START Information provided

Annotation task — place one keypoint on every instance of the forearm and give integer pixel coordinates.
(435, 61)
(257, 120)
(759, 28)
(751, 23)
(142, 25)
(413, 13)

END Information provided

# Instructions for the task
Type out each entry above again, exactly.

# Result for this exercise
Annotation task — place one keypoint on every instance of the forearm and give integer pixel coordinates.
(435, 61)
(257, 120)
(759, 28)
(751, 23)
(142, 25)
(413, 13)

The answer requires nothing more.